▸ **Blok Teks**
# # # # # # #
Khutbah Jumat; Etika Muslim dalam Keragaman dan Perbedaan

Ma’asyiralmuslimin Rahimakumullah
Islam sebagai agama rahamatan
lil ‘alamin telah mengajarkan kepada umat manusia di dalam menghadapi dan
melaksanakan kehidupan yang bersifat pluralistik, seperti yang dihadapi umat
manusia pada era industrialisasi, era global dan era informasi.
Masyarakat yang
pluralistik, sebenarnya tidak hanya menjadi ciri khas masyarakat industri
modern. Dalam pengalaman paling dini, historitas keberagamaan Islam dalam era
kenabian Muhammad, masyarakat yang pluralistik secara religius telah terbentuk
dan sudah pula menjadi kesadaran umum pada saat itu. Keadaan demikian sudah
sewajarnya lantaran secara kronologis agama Islam memang muncul setelah
terlebih dahulu didahului oleh berkembangnya agama Hindu, Budha, Kristen,
Katholik, Majusi, Zoroaster, Mesir Kuno maupun agama-agama lain. Untuk itu
dialog antar iman termasuk terma sentral yang mewarnai Al Quran.
Allah
telah menggambarkan adanya truth claim yang melekat dalam hati
sanubari para pemeluk agama. Dijelaskan dalam surat Al Baqarah ayat 12: “Orang-orang Yahudi dan Nasrani tidak akan
senang kepada kamu hingga kamu mengikuti agama mereka. Katakanlah:
"Sesungguhnya petunjuk Allah Itulah petunjuk (yang benar)". dan
Sesungguhnya jika kamu mengikuti kemauan mereka setelah pengetahuan datang
kepadamu, Maka Allah tidak lagi menjadi pelindung dan penolong bagimu.”
Di dalam ayat lain
Allah SWT, menggambarkan adanya klaim kebenaran (truth claim) yang
dilakukan umat Islam. “Barangsiapa mencari agama selain agama islam, Maka
sekali-kali tidaklah akan diterima (agama itu) daripadanya, dan dia di akhirat
termasuk orang-orang yang rugi.” (Q.S Ali ‘Imran: 85)
Dalam menyikapi
kondisi tersebut, Al Quran mengajak kepada seluruh penganut-penganut agama lain
dan penganut Islam sendiri untuk mencari titik temu (kalimatun sawa)
# # # # # # #
▸ **Data Sumber**
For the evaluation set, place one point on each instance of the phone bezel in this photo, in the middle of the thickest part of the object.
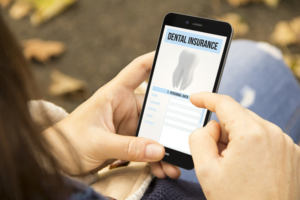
(172, 156)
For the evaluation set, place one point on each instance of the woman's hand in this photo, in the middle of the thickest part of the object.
(104, 127)
(243, 156)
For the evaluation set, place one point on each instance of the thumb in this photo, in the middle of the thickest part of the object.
(203, 143)
(132, 148)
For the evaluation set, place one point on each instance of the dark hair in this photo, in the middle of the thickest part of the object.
(22, 175)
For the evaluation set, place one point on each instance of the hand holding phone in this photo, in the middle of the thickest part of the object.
(190, 58)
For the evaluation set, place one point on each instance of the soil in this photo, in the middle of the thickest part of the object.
(102, 37)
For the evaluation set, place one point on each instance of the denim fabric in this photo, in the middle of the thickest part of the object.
(256, 76)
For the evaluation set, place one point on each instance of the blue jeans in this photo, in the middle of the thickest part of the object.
(256, 76)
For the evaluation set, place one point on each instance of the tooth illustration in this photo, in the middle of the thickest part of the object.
(184, 72)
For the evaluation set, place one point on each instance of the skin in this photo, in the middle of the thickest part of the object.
(104, 127)
(243, 156)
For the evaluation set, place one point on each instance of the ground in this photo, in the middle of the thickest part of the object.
(102, 37)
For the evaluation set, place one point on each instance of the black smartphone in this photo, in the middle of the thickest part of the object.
(190, 58)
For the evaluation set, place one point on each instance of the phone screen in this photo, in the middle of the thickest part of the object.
(187, 62)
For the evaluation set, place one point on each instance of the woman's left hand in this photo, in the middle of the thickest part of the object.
(104, 126)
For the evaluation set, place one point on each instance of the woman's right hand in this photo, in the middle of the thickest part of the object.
(243, 156)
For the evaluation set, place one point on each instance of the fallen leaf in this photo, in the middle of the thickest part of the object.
(236, 3)
(236, 21)
(19, 10)
(293, 62)
(4, 3)
(46, 9)
(63, 84)
(41, 50)
(295, 25)
(289, 60)
(271, 3)
(287, 33)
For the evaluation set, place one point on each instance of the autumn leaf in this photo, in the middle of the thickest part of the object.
(63, 84)
(295, 25)
(269, 3)
(293, 62)
(4, 3)
(46, 9)
(239, 26)
(19, 10)
(41, 50)
(287, 33)
(236, 3)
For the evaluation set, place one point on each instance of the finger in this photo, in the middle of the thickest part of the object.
(131, 148)
(136, 72)
(230, 113)
(139, 101)
(157, 170)
(171, 170)
(203, 143)
(221, 147)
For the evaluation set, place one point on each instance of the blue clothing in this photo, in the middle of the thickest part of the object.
(256, 76)
(258, 69)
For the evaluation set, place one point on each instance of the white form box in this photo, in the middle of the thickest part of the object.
(175, 139)
(184, 111)
(180, 124)
(182, 117)
(182, 103)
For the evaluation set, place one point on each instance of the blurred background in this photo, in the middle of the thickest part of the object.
(75, 47)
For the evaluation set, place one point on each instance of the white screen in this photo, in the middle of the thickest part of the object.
(182, 68)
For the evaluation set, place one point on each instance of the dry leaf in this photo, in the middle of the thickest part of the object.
(41, 50)
(63, 84)
(239, 26)
(287, 33)
(283, 34)
(236, 3)
(19, 10)
(46, 9)
(293, 62)
(295, 25)
(4, 3)
(270, 3)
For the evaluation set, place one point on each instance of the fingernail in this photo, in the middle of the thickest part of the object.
(154, 151)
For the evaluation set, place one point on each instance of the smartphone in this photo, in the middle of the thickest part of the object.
(190, 58)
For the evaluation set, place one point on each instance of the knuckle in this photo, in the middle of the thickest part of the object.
(194, 136)
(203, 171)
(258, 132)
(140, 62)
(227, 98)
(132, 150)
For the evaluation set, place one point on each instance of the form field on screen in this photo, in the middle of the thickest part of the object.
(180, 124)
(182, 117)
(175, 139)
(182, 103)
(184, 111)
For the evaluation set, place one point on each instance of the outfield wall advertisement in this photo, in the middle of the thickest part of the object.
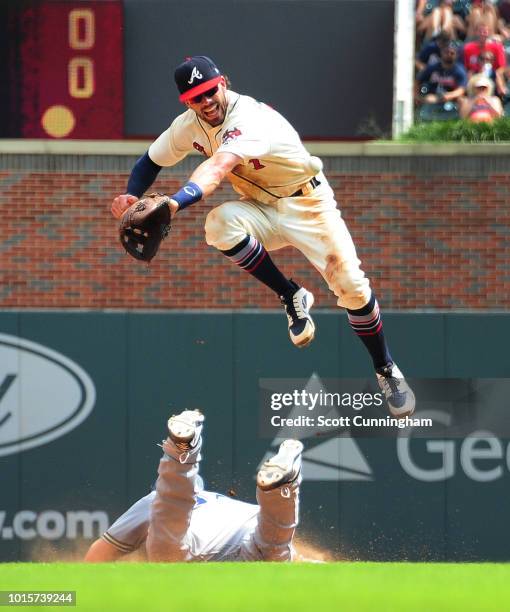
(84, 398)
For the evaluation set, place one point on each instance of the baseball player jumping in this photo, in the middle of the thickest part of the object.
(284, 199)
(179, 521)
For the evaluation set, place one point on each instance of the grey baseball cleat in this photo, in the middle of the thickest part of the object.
(283, 468)
(185, 428)
(298, 303)
(398, 393)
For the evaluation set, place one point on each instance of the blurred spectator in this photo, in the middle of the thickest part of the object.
(430, 53)
(504, 18)
(444, 81)
(482, 51)
(434, 16)
(483, 12)
(481, 104)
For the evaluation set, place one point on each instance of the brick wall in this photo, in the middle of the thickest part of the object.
(432, 232)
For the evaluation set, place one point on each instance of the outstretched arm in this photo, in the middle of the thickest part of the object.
(204, 180)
# # # # # # #
▸ **Petunjuk Latihan**
- 1) Tampilkan kembali persis sama bagian data baris yang dibuka dengan baris berisi "the dry leaf" dan ditutup dengan baris terakhir data, termasuk kedua ujungnya. Gambarnya tidak usah disertakan.
- 2) Sambung khutbah Jumat tentang etika Muslim dalam keragaman itu dari bagian terakhir yang tertulis.

▸ **Jawaban Berurutan**
- 1)
For the evaluation set, place one point on each instance of the dry leaf in this photo, in the middle of the thickest part of the object.
(41, 50)
(63, 84)
(239, 26)
(287, 33)
(283, 34)
(236, 3)
(19, 10)
(46, 9)
(293, 62)
(295, 25)
(4, 3)
(270, 3)
For the evaluation set, place one point on each instance of the fingernail in this photo, in the middle of the thickest part of the object.
(154, 151)
For the evaluation set, place one point on each instance of the smartphone in this photo, in the middle of the thickest part of the object.
(190, 58)
For the evaluation set, place one point on each instance of the knuckle in this photo, in the middle of the thickest part of the object.
(194, 136)
(203, 171)
(258, 132)
(140, 62)
(227, 98)
(132, 150)
For the evaluation set, place one point on each instance of the form field on screen in this photo, in the middle of the thickest part of the object.
(180, 124)
(182, 117)
(175, 139)
(182, 103)
(184, 111)
For the evaluation set, place one point on each instance of the outfield wall advertisement in this photo, in the middle of the thickest part of the object.
(84, 398)
For the evaluation set, place one point on each instance of the baseball player jumping in this photo, in the middle of the thickest part of the object.
(284, 199)
(179, 521)
For the evaluation set, place one point on each instance of the grey baseball cleat in this photo, in the middle of the thickest part of the object.
(283, 468)
(185, 428)
(298, 303)
(398, 393)
For the evaluation set, place one point on each instance of the blurred spectator in this photo, in the middle of the thickest part of the object.
(430, 53)
(504, 18)
(444, 81)
(482, 51)
(434, 16)
(483, 12)
(481, 104)
For the evaluation set, place one point on each instance of the brick wall in this photo, in the middle of the thickest part of the object.
(432, 232)
For the evaluation set, place one point on each instance of the outstretched arm in this photo, in the middle of the thickest part of the object.
(204, 180)

- 2)
diluar aspek teologis yang memang sudah berada sejak semula. “Katakanlah:
"Hai ahli kitab, marilah (berpegang) kepada suatu kalimat (ketetapan) yang
tidak ada perselisihan antara kami dan kamu, bahwa tidak kita sembah kecuali
Allah dan tidak kita persekutukan dia dengan sesuatupun dan tidak (pula)
sebagian kita menjadikan sebagian yang lain sebagai Tuhan selain Allah".
jika mereka berpaling Maka Katakanlah kepada mereka: "Saksikanlah, bahwa
kami adalah orang-orang yang berserah diri (kepada Allah)". (Q.S. Ali
‘Imran: 64)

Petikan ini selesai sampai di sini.